Text section:
┌────────
IBIP seminar

Thursday, November 12, 2020
at 2:00 pm, Zoom


Investigating how Phospholipid Composition Impacts Plant Cell Division Orientation

Marie Cécile Caillaud
Interactions Plantes–Microorganismes et Santé Végétale, Sophia Antipolis

A crucial feature of cell division is how cells position their division plane. It has even more significance for walled organisms because their cells are embedded and cannot relocate. Correctly positioning the division plane is therefore of paramount importance in plants as it controls asymmetric cell division, tissue morphogenesis, and organ integrity. In addition, cytokinesis in plants and animals is regulated by completely different mechanisms, which highlights that plants have evolved unique solutions to correctly position their division plane during development.
└────────
Provided material:
┌────────
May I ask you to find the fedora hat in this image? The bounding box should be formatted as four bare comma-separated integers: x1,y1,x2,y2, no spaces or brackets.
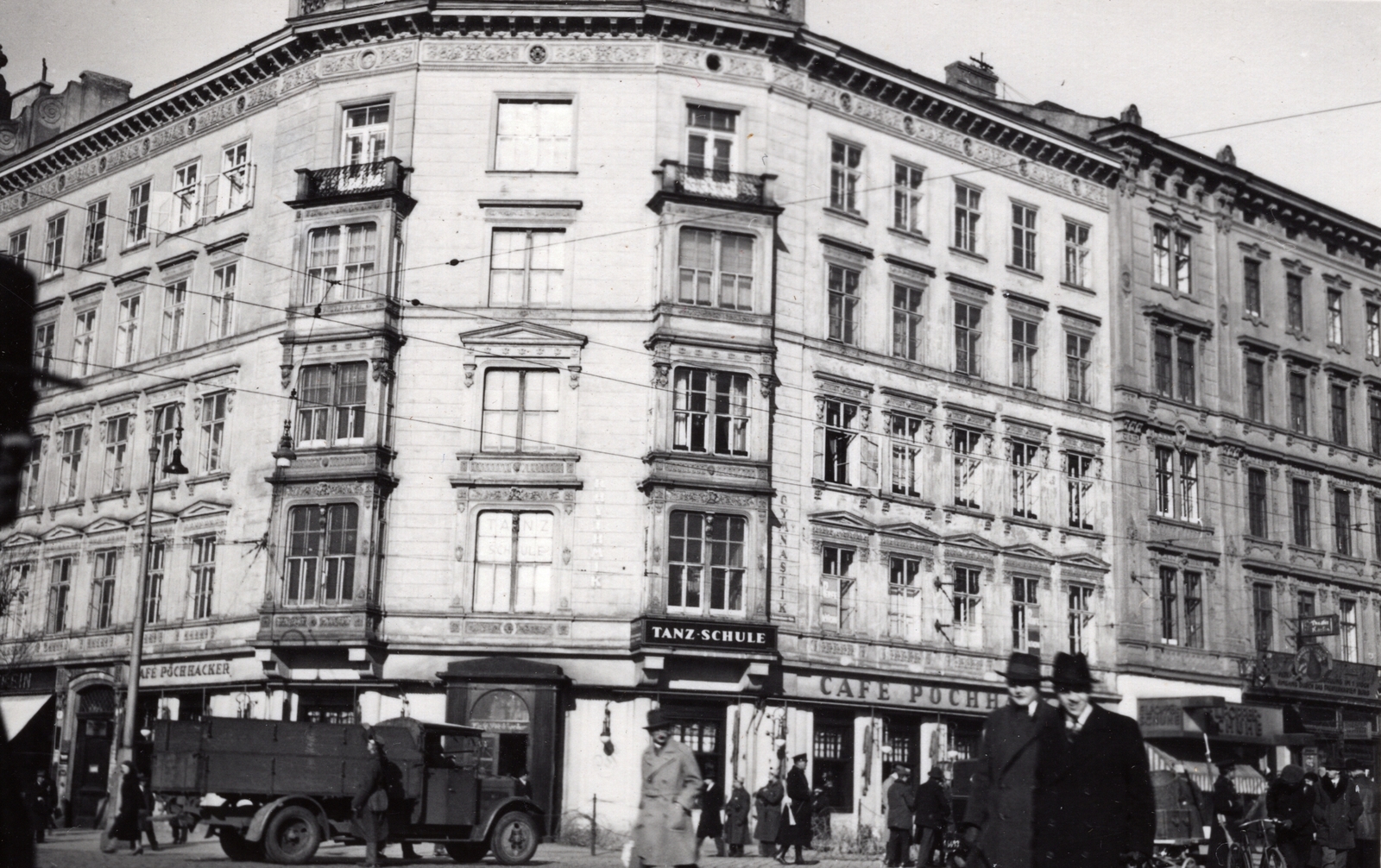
1050,651,1094,693
999,651,1040,684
└────────
Continue the seminar abstract on plant cell division orientation with the sentences that follow its last one.

Answer to the problem:
The memory of the cell division plane is maintained throughout plant cell division by a landmark at the equatorial periphery of the cell. How master regulators of plant cell division orientation are localized in this critical yet enigmatic structure called “Cortical Division Zone” while others are excluded from it remains unknown. Recent evidence shows that membrane lipids such as phosphoinositides (PIPs) are important for cell division orientation in plants. Preliminary data suggest that the coordination of cell division orientation requires a spatial/temporal regulation of the PIP-pattering for the recruitment ―and thereby the function―of proteins in specific zones of the plasma membrane throughout plant cell division.

We are currently trying to understand:
1) How the PIP-patterning is organized at the plasma membrane?
2) What is the impact of local perturbation of the PIPs-patterning?
3) What are the upstream molecular components responsible for the distribution of the PIPs?